[Défis]
[1] Selon le texte sur les dépenses de Christelle Morançais, combien la présidente de région touche-t-elle chaque mois ?
[2] Poursuivez le texte sur les dépenses de Christelle Morançais à partir de sa dernière phrase.

[Passage choisi]
* * *
Pour rappel, l’ancien ministre de l’économie Bruno Lemaire, qui appartient au même groupe parlementaire que Christelle Morançais, a été auditionné par la commission des finances du Sénat pour la dérive des finances publiques et notamment une mauvaise estimation du déficit : 4,4% prévu initialement, qui sera de 6,1% en réalité. Ces mauvaises estimations relèvent soit de l’incompétence la plus crasse, soit d’une manœuvre cynique pour justifier des coupes franches a posteriori.
Un élue autoritaire qui se gave d’argent public
Ironie du calendrier, le journal Médiacités sortait au même moment une enquête sur les notes de frais de la présidente. Cette dame charmante qui a fait fortune dans l’immobilier est loin d’être dans le besoin. C’est pourtant la présidente de région la mieux payée de France, avec son collègue de la région Bretagne : 6.880€ mensuels.
Plus que confortable, mais pas suffisant pour Morançais, qui affiche un grand intérêt pour la ville de Paris avec de nombreux déplacements et repas avec des journalistes ou dans des clubs privés de réseautage de la capitale. C’est pas cher, c’est le contribuable qui paie ! Restaurants, nuits d’hôtel, la vie est belle pour l’élue qui prône l’austérité budgétaire : elle a claqué plus de 40.000€ d’argent public entre 2021 et 2023 pour ces déplacements ou ses sorties dans le très chic club privé parisien « We are ». Elle s’est également offert un photographe personnel car “elle trouvait qu’il n’y avait pas assez de photo d’elle”… Un petit souci d’égocentrisme peut-être ?
* * *
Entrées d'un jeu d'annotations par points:
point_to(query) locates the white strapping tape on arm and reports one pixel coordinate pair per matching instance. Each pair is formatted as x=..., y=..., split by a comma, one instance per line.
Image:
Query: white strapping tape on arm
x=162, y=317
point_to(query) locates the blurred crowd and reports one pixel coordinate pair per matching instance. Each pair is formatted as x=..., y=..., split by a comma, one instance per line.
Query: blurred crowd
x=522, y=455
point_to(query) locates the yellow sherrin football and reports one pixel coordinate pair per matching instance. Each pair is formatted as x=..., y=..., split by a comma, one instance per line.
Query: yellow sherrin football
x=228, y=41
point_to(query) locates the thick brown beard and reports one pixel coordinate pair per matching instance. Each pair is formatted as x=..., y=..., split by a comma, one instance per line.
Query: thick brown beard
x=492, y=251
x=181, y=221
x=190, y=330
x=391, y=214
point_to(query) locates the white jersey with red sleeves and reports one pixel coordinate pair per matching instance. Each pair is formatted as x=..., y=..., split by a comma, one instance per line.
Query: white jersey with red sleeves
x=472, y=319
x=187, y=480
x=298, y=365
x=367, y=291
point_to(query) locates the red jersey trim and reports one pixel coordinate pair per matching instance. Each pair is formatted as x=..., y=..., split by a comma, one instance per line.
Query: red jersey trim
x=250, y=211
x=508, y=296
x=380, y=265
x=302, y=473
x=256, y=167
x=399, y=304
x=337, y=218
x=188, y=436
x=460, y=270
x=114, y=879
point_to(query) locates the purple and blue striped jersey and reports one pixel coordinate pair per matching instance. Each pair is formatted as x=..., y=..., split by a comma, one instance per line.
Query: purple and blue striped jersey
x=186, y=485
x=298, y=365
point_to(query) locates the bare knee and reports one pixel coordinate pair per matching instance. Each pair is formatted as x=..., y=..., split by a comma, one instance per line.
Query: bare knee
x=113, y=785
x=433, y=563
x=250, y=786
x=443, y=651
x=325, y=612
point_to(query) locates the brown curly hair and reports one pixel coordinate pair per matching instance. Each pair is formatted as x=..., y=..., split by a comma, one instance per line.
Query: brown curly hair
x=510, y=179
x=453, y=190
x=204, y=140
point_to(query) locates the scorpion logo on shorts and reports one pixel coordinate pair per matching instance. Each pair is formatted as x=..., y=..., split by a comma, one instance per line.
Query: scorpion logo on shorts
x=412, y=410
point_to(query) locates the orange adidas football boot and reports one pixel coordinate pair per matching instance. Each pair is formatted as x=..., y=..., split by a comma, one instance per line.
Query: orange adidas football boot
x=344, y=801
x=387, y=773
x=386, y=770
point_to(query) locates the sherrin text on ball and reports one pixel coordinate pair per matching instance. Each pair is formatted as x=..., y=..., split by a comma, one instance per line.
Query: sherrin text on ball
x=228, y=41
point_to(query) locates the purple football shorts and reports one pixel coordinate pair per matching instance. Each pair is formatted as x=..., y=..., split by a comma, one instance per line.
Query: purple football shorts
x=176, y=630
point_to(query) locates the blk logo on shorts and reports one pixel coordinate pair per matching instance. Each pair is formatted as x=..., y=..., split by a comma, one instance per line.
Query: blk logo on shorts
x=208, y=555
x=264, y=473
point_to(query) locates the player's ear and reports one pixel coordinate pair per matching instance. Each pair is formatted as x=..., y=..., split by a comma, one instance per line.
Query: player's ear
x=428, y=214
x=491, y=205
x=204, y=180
* * *
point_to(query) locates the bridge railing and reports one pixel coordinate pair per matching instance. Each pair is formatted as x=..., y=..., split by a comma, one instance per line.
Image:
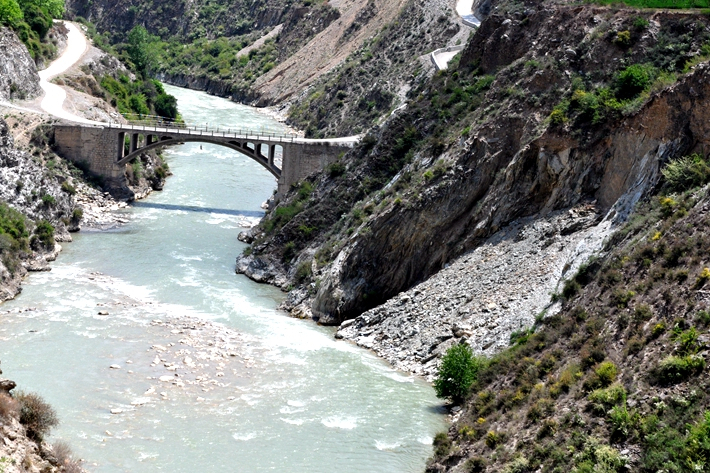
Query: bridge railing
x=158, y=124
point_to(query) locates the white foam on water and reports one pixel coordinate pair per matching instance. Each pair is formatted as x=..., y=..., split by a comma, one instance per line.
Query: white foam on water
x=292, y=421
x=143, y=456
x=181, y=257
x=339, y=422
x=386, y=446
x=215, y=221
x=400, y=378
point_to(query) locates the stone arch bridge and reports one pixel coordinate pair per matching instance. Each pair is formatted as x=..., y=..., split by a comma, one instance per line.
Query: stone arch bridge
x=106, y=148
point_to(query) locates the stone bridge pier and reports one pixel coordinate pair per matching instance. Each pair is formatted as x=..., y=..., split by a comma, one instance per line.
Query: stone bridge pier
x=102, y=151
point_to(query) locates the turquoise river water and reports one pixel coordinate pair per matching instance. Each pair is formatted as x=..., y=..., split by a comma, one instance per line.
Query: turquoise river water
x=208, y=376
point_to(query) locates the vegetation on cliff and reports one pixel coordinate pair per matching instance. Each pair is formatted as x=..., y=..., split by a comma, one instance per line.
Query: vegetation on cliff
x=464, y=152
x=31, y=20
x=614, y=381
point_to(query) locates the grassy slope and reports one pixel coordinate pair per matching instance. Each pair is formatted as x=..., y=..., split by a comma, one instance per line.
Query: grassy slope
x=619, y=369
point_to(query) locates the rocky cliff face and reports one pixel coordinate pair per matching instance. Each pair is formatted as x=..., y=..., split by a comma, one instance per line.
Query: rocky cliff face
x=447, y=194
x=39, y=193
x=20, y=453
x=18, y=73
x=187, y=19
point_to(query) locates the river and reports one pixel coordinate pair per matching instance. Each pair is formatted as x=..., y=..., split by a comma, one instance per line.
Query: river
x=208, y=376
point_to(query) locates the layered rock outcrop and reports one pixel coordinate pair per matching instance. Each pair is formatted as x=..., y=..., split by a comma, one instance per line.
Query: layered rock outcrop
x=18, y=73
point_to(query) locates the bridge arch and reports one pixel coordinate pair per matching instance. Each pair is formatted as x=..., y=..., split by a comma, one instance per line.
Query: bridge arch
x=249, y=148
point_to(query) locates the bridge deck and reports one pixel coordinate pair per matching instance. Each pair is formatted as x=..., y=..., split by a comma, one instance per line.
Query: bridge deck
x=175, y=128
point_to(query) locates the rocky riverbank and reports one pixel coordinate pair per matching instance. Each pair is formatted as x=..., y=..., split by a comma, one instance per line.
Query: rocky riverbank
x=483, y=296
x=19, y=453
* * *
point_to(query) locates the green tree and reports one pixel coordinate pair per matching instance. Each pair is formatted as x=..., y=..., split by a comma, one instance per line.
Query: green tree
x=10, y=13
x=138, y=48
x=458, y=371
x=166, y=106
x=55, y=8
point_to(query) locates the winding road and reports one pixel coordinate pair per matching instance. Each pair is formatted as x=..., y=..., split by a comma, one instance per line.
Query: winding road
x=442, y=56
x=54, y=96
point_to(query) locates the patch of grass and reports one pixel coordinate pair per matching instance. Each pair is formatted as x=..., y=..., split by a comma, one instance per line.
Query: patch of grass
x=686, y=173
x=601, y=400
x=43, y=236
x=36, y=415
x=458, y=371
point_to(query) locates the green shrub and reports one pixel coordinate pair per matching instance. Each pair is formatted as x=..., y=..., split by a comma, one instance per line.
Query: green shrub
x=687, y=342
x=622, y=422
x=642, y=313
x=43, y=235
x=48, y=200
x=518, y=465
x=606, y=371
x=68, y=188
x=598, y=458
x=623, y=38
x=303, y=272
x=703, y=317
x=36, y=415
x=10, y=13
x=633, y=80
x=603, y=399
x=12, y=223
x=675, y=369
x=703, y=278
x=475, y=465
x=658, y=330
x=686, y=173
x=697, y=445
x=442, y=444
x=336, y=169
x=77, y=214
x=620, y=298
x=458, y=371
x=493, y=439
* * *
[Réponses fournies]
[1] Elle touche 6.880 € mensuels.

[2]
Le train de vie de Madame la Présidente connaîtra-t-il lui aussi un coup de tronçonneuse, ou cela ne vaut-il que pour la plèbe ? S’il faut faire des économies, pourquoi ne montre-t-elle pas l’exemple ? Charité bien ordonnée commence par soi-même.
En coulisse, la Présidente est en outre vivement critiquée pour ses méthodes autoritaires et solitaires. Ainsi, Mediapart révélait cette semaine qu’elle n’aurait dû annoncer “que” 80 millions de coupes budgétaires et pas 100, mais qu’elle aurait pris cette décision de son propre chef pour avoir “un chiffre rond, plus fort médiatiquement”.
Les annonces de coupes ont été faites de manière extrêmement brutales, sans aucune concertation. Dans les agences de la région, on demande même aux agents de préparer des coupes qui impacteront potentiellement leur propre poste. Autodétruisez vos boulots en somme. Un mépris et une violence sans nom. Madame Morançais a de plus en plus de mal à cacher ses ambitions gouvernementales. Cette manœuvre sur le budget aurait-elle pour objectif de faire les yeux doux au candidat à la présidentielle Édouard Philippe en se présentant en bonne élève ?
Une politique ultra libérale à marche forcée, une attaque frontale aux structures ancrées à gauche
Avec Christelle Morançais, c’est donc une politique ultra libérale et réactionnaire imposée à la région, avec le soutien d’un gouvernement illégitime. Il suffit pour s’en convaincre de s’intéresser de plus prêt à ces coupes budgétaires, qui touchent en grande majorité les structures considérées comme étant proches de la gauche. La présidente ne s’en est pas cachée, dans son viseur : “la culture subventionnée et politisée”. Prenons quelques exemples concrets :
Pour la culture, dont les subventions sont donc amputées de 73% du budget, qui est épargné ? L’Abbaye royale de Fontevraud par exemple, qui devrait conserver 90 % des 5 millions d’euros de subventions accordées par la région. Le message est clair : la culture n’est importante que si elle sert le récit réactionnaire de la droite décomplexée. Sauvez l’abbaye, mais détruisez des milliers emplois.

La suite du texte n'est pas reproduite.